▸ Problem details:
Please reproduce, exactly and with nothing added, the line containing "Target: wooden background" and every line after it to the end of the records.

[Stored data entries]
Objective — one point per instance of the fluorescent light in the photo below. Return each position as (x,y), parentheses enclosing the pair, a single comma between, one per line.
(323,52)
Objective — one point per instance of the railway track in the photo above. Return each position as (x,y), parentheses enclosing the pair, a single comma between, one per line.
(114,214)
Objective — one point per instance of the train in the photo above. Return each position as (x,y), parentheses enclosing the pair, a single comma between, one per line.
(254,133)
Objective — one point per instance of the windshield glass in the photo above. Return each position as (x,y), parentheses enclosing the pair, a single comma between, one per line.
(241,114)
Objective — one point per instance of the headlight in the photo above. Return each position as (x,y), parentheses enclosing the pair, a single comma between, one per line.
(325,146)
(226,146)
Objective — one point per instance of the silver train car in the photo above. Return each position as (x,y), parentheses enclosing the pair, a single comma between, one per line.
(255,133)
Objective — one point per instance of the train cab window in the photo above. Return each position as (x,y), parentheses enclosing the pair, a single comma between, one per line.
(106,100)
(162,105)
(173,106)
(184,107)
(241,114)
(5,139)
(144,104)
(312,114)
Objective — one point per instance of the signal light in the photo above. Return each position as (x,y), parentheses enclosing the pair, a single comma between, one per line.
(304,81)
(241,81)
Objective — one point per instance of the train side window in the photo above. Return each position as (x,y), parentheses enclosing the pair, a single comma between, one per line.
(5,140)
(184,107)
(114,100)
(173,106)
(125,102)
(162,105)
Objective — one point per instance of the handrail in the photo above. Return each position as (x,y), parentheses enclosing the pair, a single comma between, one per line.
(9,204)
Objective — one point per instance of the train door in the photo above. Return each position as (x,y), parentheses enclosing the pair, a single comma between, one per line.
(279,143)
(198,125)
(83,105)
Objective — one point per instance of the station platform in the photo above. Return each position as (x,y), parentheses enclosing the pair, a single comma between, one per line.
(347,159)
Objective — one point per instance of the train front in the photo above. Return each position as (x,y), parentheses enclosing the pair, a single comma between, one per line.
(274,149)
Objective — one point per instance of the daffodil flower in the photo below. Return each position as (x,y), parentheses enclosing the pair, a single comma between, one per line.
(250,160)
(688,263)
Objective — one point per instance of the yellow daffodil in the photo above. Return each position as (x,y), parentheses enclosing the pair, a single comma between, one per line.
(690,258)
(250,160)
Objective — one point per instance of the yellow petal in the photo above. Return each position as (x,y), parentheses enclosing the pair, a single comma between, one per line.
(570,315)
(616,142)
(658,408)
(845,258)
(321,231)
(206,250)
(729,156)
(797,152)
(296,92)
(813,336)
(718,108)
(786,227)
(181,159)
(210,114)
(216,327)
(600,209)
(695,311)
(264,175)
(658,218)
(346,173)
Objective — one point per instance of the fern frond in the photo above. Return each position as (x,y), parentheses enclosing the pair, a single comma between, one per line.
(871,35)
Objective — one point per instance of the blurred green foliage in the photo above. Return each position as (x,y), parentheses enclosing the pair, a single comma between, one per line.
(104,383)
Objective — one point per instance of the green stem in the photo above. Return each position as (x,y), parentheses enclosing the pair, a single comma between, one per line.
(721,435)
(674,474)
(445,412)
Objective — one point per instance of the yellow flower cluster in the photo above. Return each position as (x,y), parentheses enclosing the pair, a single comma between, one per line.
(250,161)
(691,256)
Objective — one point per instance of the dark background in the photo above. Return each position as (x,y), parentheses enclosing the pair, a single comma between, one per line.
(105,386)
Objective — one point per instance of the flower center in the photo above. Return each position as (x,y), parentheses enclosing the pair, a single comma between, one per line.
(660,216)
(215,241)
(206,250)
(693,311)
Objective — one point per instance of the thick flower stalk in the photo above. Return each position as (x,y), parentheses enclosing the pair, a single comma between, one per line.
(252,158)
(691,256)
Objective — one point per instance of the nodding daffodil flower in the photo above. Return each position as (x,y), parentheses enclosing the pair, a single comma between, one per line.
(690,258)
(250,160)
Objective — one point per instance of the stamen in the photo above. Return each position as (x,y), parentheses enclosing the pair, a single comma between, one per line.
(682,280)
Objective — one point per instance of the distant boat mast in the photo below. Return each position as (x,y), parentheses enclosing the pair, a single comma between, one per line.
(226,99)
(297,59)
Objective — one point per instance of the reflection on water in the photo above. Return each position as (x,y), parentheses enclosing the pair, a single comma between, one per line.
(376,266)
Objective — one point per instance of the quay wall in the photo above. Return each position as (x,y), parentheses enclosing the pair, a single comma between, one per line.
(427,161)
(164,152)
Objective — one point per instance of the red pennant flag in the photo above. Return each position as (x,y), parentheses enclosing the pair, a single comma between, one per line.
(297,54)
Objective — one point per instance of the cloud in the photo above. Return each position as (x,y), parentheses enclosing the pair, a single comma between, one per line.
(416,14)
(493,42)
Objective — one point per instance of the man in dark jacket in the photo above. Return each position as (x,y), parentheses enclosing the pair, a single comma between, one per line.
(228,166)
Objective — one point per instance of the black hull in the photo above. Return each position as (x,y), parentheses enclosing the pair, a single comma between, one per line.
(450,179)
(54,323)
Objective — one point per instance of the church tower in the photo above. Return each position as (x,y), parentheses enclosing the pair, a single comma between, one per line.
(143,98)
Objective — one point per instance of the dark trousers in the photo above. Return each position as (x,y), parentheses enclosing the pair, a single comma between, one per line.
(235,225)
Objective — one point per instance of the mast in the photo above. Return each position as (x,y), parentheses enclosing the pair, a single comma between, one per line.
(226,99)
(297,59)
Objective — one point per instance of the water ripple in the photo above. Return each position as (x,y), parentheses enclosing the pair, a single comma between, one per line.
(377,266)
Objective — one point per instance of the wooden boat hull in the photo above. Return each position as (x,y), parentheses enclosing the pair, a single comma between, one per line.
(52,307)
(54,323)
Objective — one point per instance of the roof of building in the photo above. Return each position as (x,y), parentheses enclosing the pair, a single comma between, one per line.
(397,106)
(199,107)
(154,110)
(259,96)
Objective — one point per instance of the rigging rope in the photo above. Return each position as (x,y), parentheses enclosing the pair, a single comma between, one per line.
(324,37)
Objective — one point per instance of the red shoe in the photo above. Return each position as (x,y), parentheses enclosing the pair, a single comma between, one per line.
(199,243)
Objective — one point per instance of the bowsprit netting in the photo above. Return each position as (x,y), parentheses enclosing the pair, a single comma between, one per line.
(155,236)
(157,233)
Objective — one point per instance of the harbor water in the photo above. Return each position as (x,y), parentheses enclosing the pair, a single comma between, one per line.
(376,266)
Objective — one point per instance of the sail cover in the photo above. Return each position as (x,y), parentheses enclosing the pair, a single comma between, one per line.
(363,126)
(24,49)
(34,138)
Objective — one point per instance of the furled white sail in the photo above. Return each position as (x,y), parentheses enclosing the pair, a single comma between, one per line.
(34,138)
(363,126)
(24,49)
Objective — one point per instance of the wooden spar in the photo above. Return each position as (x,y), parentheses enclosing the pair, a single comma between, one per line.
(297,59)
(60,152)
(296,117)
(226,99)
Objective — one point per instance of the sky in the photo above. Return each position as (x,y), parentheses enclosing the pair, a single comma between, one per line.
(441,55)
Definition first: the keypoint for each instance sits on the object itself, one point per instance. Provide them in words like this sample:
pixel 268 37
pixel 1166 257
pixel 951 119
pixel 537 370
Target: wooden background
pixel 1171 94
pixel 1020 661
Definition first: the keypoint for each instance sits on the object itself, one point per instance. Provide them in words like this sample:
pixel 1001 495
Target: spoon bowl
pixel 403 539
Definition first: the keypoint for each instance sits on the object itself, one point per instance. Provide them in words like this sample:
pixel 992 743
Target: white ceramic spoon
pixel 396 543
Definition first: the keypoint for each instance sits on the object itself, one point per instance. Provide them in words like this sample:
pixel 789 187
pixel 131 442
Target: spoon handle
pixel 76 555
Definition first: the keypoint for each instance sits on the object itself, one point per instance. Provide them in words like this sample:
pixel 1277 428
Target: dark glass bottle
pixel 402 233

▸ Task output:
Target: wooden background
pixel 1171 94
pixel 1020 661
Definition first: the keypoint for each instance sits on the object itself, one point per instance. Provide them in words like this sample:
pixel 1001 495
Target: spoon bowl
pixel 403 539
Definition first: the keypoint for each instance sits on the object itself, one point per instance. Provide them in words like this sample:
pixel 992 743
Target: white ceramic spoon
pixel 396 543
Definition first: the keypoint for each instance sits on the object itself, one point per instance. Provide them in words like this sample:
pixel 789 187
pixel 131 442
Target: spoon handle
pixel 76 555
Definition first: the keypoint for each instance sits on the object itself, one point per instance. Provide them in words like this sample:
pixel 1277 428
Target: dark glass bottle
pixel 402 233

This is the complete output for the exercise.